Segmentation dataset records:
=-=-=-=-=
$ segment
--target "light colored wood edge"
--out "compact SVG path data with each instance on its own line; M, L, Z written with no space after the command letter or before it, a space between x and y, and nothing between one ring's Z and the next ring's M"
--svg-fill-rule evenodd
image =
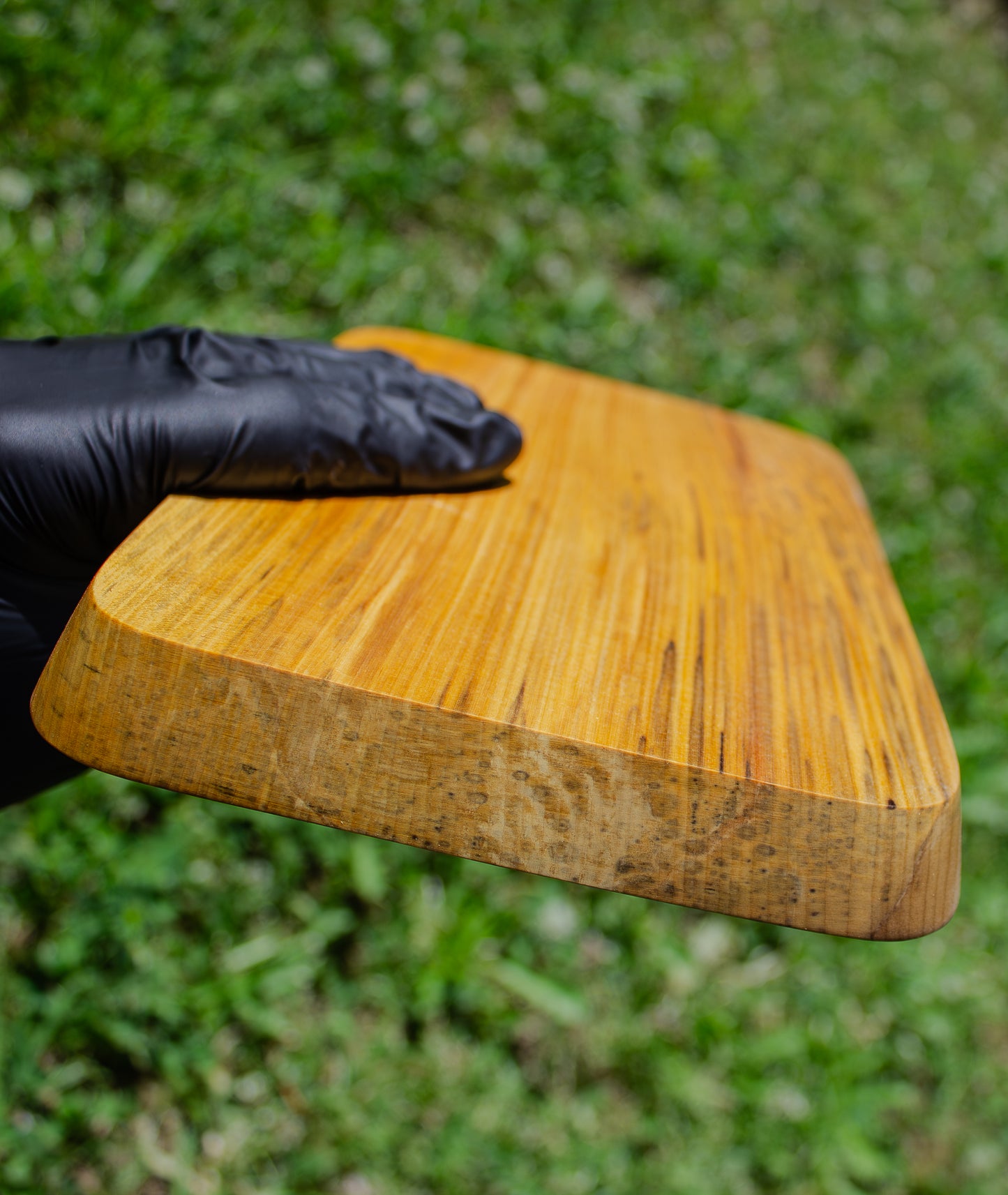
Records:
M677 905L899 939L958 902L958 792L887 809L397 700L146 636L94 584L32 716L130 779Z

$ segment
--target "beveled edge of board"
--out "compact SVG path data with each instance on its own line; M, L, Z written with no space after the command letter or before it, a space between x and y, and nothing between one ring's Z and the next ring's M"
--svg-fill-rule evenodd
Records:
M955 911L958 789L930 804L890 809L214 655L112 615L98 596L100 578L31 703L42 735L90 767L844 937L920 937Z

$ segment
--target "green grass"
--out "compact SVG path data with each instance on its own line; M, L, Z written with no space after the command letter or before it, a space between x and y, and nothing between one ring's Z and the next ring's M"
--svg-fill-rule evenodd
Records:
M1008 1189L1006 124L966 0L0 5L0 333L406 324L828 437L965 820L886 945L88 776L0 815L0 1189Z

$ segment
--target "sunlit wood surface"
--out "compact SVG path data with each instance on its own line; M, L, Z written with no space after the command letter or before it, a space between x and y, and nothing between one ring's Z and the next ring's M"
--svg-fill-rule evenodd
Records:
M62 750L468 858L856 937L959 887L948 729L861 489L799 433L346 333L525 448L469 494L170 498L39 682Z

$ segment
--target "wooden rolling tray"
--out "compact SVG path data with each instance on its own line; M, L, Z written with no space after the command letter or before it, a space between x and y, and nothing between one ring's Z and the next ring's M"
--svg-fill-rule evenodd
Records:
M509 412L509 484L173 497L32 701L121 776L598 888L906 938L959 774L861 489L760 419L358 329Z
=-=-=-=-=
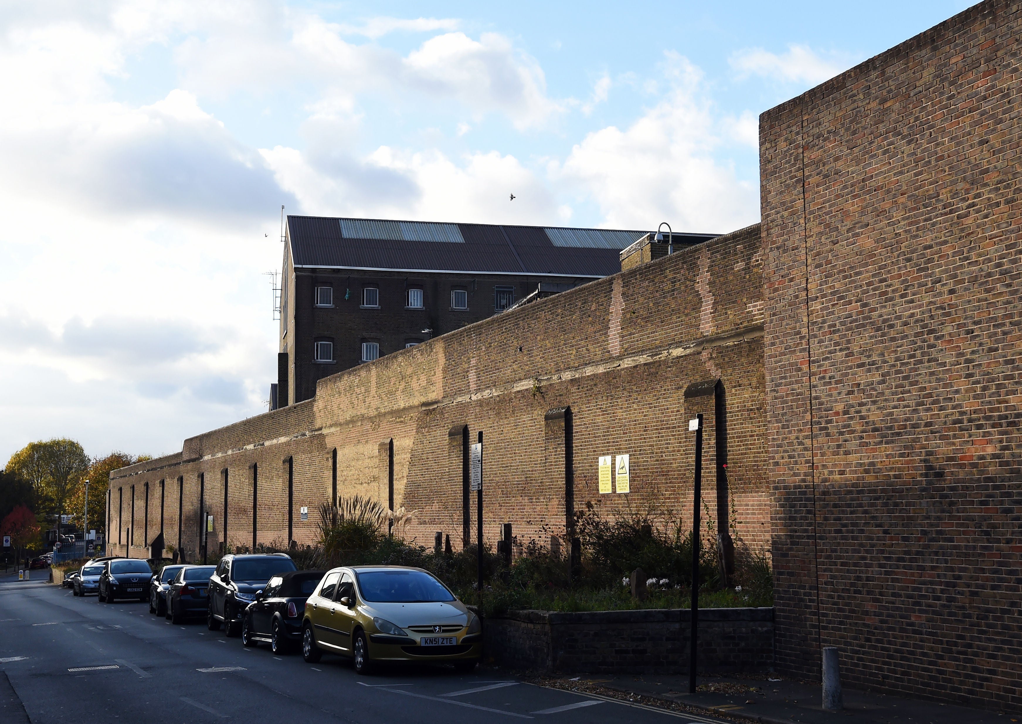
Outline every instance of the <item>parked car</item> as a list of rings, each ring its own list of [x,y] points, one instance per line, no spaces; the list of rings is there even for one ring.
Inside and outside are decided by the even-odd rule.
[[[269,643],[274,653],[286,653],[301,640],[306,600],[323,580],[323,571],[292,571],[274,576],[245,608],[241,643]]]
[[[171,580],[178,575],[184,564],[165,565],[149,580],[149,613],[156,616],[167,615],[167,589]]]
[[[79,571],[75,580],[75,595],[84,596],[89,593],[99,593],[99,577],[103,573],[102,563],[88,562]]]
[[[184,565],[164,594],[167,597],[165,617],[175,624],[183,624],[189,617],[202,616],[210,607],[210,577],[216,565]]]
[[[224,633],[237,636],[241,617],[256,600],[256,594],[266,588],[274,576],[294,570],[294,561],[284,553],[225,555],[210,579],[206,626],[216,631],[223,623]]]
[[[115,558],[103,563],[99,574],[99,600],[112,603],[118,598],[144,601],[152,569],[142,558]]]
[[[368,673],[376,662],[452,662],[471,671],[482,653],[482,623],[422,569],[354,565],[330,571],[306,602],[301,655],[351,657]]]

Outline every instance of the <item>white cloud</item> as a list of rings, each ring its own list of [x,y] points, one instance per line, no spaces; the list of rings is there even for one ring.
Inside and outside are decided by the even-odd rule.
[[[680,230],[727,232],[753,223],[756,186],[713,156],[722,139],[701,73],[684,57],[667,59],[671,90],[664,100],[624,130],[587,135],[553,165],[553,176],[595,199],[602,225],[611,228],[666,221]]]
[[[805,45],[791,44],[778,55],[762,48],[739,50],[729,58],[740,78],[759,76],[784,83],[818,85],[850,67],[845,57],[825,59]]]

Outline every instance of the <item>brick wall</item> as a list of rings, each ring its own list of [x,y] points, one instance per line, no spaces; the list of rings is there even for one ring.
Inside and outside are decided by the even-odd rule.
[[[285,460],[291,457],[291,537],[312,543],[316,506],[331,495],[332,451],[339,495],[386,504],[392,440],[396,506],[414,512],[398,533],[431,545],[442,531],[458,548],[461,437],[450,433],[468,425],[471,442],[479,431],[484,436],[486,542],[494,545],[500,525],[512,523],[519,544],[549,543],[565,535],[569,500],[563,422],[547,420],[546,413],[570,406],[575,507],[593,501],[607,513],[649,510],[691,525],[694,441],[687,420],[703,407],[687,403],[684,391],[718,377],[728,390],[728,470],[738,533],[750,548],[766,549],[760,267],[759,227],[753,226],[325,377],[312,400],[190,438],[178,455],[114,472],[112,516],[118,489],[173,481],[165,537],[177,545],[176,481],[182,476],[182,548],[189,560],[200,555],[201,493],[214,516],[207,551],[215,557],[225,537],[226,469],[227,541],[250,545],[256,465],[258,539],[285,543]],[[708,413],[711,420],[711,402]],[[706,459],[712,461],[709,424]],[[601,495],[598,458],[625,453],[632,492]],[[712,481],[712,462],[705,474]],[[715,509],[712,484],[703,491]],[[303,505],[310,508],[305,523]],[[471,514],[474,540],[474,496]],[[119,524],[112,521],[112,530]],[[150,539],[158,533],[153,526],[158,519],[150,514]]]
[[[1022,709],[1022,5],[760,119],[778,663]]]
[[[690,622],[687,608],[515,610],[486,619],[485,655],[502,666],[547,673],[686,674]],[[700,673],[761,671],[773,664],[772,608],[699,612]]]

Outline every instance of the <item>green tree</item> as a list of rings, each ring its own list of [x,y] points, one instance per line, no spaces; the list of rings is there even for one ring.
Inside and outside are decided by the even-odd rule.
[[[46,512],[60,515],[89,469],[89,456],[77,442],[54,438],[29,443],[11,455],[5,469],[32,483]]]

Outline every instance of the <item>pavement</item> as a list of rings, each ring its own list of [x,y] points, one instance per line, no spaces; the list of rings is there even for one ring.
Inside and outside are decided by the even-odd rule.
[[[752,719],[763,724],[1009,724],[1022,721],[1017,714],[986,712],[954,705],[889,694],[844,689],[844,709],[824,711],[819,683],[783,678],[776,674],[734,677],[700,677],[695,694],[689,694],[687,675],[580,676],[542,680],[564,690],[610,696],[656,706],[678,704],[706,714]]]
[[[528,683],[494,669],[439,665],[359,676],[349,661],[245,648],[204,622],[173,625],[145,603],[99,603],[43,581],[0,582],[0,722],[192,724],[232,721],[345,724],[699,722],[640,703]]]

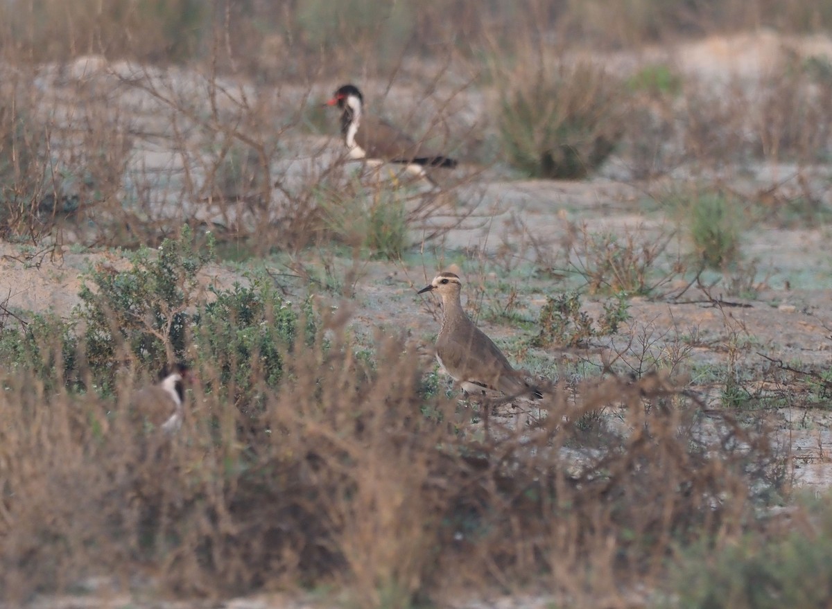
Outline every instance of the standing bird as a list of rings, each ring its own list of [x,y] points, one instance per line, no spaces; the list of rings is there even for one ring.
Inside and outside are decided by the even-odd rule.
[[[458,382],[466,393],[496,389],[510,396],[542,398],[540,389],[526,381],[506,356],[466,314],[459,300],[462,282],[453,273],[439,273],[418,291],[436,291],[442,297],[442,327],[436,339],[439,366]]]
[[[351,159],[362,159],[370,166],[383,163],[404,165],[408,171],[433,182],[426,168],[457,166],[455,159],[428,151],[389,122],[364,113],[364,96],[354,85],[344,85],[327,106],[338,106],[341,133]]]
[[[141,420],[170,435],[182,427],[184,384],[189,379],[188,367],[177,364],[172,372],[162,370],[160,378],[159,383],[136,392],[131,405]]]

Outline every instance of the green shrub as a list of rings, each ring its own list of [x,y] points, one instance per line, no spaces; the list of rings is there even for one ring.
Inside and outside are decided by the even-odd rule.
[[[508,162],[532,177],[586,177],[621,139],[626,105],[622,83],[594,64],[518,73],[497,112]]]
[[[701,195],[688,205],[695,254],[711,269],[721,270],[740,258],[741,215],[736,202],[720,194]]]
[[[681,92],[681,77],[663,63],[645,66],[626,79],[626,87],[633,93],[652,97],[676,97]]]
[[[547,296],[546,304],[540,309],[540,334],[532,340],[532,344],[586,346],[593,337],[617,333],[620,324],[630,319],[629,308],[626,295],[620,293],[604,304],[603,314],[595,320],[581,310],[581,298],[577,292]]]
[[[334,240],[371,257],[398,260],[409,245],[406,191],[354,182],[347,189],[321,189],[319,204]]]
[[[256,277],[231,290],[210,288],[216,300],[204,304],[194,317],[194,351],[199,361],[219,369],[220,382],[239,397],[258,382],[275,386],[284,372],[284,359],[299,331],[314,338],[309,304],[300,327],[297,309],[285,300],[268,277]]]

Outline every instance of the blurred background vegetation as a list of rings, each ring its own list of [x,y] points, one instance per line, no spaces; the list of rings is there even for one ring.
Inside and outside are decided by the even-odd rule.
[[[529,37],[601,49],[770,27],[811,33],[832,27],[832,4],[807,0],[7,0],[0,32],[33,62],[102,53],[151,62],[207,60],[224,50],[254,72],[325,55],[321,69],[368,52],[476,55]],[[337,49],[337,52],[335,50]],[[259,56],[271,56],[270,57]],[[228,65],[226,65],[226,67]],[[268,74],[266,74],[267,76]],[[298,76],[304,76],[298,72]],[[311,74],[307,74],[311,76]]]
=-=-=-=-=
**Job:** Pull out every line of the records that contains the word "target" and copy each one as it appears.

**Full output:**
--target "light colored wood edge"
--target "beveled edge of board"
--target "green grass"
--target "sunlit wood surface"
--target "wooden rolling tray"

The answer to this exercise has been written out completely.